**EXERCISE DETAILS**
Reproduce every row below word for word, omitting the pictures.

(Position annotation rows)
==============================

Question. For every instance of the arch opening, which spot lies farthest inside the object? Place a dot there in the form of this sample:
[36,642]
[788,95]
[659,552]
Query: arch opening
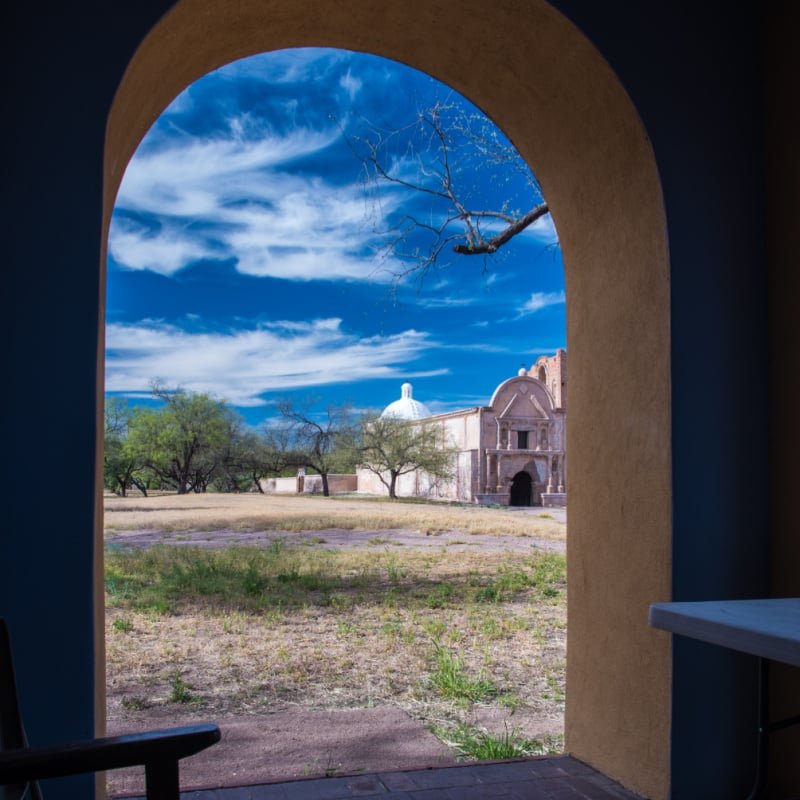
[521,489]
[604,190]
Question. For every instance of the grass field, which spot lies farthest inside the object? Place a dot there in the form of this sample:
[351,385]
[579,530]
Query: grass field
[470,643]
[211,512]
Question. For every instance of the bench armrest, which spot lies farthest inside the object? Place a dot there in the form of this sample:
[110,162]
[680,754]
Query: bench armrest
[97,755]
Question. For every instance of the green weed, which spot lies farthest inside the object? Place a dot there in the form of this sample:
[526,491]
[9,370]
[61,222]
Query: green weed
[451,680]
[180,691]
[475,744]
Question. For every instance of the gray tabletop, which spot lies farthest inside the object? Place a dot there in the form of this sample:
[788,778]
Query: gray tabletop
[767,628]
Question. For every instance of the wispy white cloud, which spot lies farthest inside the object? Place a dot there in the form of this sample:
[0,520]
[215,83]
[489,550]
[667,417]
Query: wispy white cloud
[539,300]
[351,84]
[241,366]
[233,198]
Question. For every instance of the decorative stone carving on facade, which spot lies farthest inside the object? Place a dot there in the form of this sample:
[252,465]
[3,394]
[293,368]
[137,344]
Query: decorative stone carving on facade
[521,430]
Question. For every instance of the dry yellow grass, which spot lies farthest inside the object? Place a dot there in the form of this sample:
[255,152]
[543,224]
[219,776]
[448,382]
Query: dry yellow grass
[310,513]
[291,623]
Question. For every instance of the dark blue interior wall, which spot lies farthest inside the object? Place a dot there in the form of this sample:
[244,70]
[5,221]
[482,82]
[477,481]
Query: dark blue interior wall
[60,71]
[694,72]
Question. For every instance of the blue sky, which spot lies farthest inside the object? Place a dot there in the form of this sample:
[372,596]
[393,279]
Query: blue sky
[246,258]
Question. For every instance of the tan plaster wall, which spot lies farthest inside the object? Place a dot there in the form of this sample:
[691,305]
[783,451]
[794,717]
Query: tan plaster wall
[536,75]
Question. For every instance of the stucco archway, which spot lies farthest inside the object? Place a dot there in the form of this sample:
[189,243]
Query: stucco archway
[549,89]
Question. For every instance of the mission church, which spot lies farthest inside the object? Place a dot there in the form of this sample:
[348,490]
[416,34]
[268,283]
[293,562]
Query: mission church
[511,452]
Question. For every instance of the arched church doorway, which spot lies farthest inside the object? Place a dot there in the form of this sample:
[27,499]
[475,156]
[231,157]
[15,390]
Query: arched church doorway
[521,490]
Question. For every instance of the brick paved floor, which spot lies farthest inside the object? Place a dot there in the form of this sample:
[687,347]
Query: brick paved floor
[554,778]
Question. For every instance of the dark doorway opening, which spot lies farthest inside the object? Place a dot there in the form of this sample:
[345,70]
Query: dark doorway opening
[521,490]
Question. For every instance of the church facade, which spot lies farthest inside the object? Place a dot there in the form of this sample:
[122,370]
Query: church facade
[509,452]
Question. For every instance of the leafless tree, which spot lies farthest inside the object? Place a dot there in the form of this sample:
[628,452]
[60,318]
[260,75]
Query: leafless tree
[452,164]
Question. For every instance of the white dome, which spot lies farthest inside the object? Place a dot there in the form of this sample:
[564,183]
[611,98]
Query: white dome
[406,407]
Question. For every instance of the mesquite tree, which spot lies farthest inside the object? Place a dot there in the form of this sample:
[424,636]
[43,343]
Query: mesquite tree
[391,447]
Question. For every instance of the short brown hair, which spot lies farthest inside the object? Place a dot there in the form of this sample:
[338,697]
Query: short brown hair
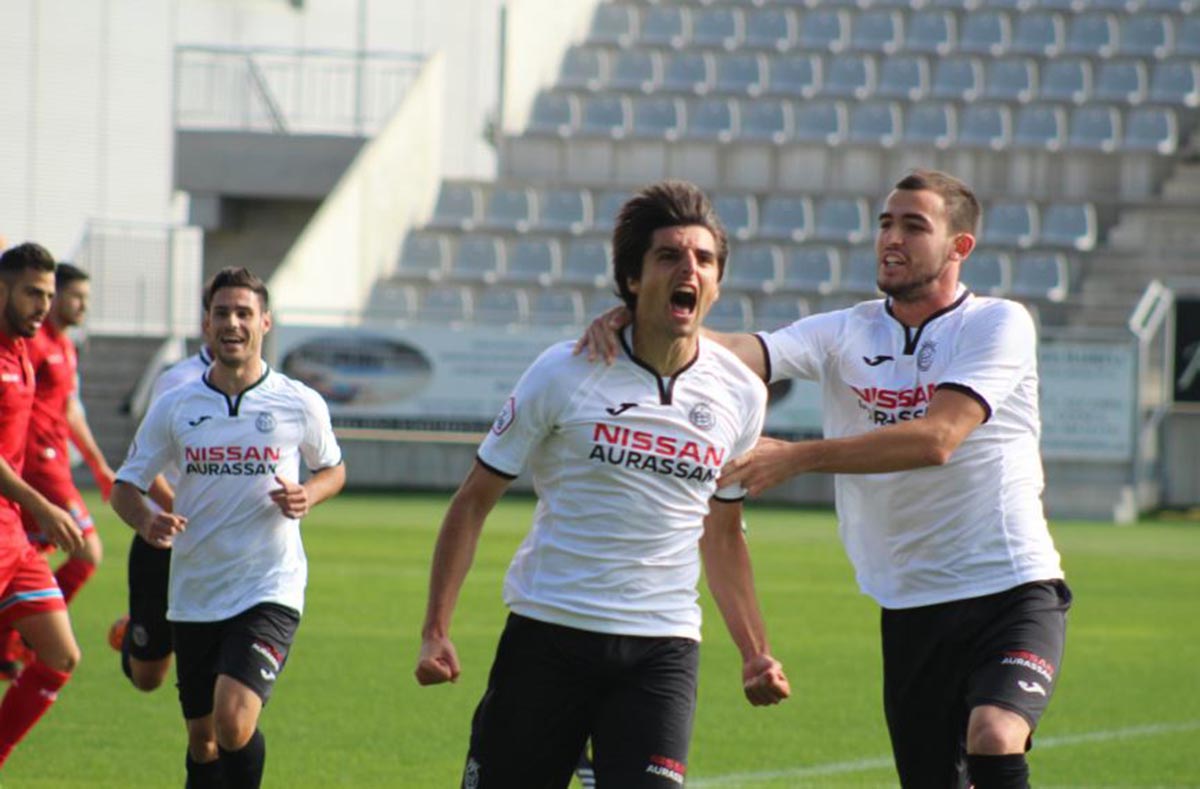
[235,277]
[666,204]
[961,205]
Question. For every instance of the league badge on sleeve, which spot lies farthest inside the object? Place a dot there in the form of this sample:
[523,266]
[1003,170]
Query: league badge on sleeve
[507,416]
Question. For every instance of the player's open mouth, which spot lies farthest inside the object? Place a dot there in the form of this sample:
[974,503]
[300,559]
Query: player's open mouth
[683,301]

==============================

**RESPONSE TO THIS EXERCISE**
Question. For every instance of the arch opening, which spot lies farthest inside the object? Place a dot there in the form of this sample:
[36,642]
[788,95]
[659,552]
Query: arch opening
[521,489]
[604,190]
Question. For every instance of the grass field, which spot lies farthest inside the object? Place a dot there in the form of this sample:
[351,385]
[579,530]
Query: grass field
[470,643]
[211,512]
Question. For every instance of the bench armrest, which spot lies farthest inside the object? Place a dot there in the form of this sample:
[110,162]
[680,754]
Query: bench armrest
[97,755]
Question. For every instance of the green weed, which spot lies farthest inside the object? Place a dot there in the form of this sample:
[526,491]
[9,370]
[61,222]
Query: green weed
[451,680]
[180,691]
[475,744]
Question. For every instance of the gray tabletop, which spot lies farthest inside the object? Place a dot there in the form of this sample:
[788,778]
Query: gray tabletop
[767,628]
Question. For every instance of the wispy white cloud, which spot lies farthest inside the object? Place a dot there in the form of this sample:
[0,520]
[215,83]
[489,550]
[667,417]
Query: wispy white cloud
[539,300]
[351,84]
[241,366]
[233,198]
Question. For every instance of the decorative stone carving on facade, which spot lies farthest inside the object? Place a dot there in the form of this sample:
[252,465]
[3,394]
[293,368]
[137,344]
Query: decorative stone carving on facade
[521,430]
Question. For every instance of the dry yellow grass, which spot lies farthest inside the object? Place a dot there in the form of this sample:
[255,152]
[543,224]
[219,776]
[448,382]
Query: dry yellow grass
[310,513]
[291,623]
Question. For every instance of the dark blue interior wall, which spot lies farthest inside the object? Place a dot there in the form of this sample:
[244,70]
[5,221]
[482,82]
[477,481]
Query: dark blue interior wall
[60,71]
[694,72]
Question. For every instance of the blue sky, which spot lies farthest inside the object? Place a dot there in the form of this sample:
[372,596]
[393,279]
Query: blue sky
[246,258]
Question. For every instance of the tan plaster wall, which spot lies farthest inside the object? Place a dot there in the form of this sample:
[691,305]
[783,451]
[794,717]
Query: tan plaster wall
[536,75]
Question. For every instance of the stucco archway, which spot lies farthest inside the object? Place a dot there in the form of this sample:
[189,243]
Query: stucco archway
[549,89]
Question. For every instance of the mission church, which spot lies farthest inside the object? Place a dot there in the form of this sample:
[348,490]
[416,34]
[268,283]
[293,562]
Query: mission church
[511,452]
Question. For every instance of the arched church doorway, which spot lies farthest inside the object? Place a dot there in the form of this sample:
[27,499]
[475,156]
[231,157]
[15,390]
Query: arched church doorway
[521,490]
Question. For every instance of the brick paved floor, which spot lies farthest inside the object? Place a dot there in the form of this sample:
[687,347]
Query: brick paved floor
[554,778]
Question. For every instance of the dark doorway opening, which spot lies farthest inside the object? Place a dot there in the form of this sample:
[345,70]
Query: dark doorway opening
[521,490]
Question. For every instance of the church facade, which spot lies farthest inside the object? Place a dot there in the form of this sample:
[122,370]
Query: church facade
[509,452]
Question. For every instance of the leafless tree, which spot lies farthest inside the object? Place a dot there in the form of this sample:
[628,452]
[60,318]
[260,75]
Query: leafless tree
[452,164]
Question. For every instance of the white dome, which spot lies farthest inside the object? Place a dot there in the form of this sample:
[564,183]
[611,98]
Query: white dome
[406,407]
Question. For every instance of the mesquite tree, which spot lies farthest inside the object? Place a dot there in the form of this sample:
[424,636]
[43,343]
Query: mesquite tree
[391,447]
Question. For every instance of the short brown hair, which spot lies farthest inside the object? Place a dot there in the form of this sample:
[338,697]
Query: short brown hair
[235,277]
[666,204]
[961,205]
Question. For every instance of the league badge on sleeve, which spot lies farthest inside the object? Place a dot there in the form of this sample:
[523,266]
[1003,170]
Query: league badge on sleeve
[507,416]
Question. For every instance of the player's open mouth, which spot lies farthest inside the object? Place a dot there in the form of this sample:
[974,503]
[300,559]
Query: player's open mouth
[683,301]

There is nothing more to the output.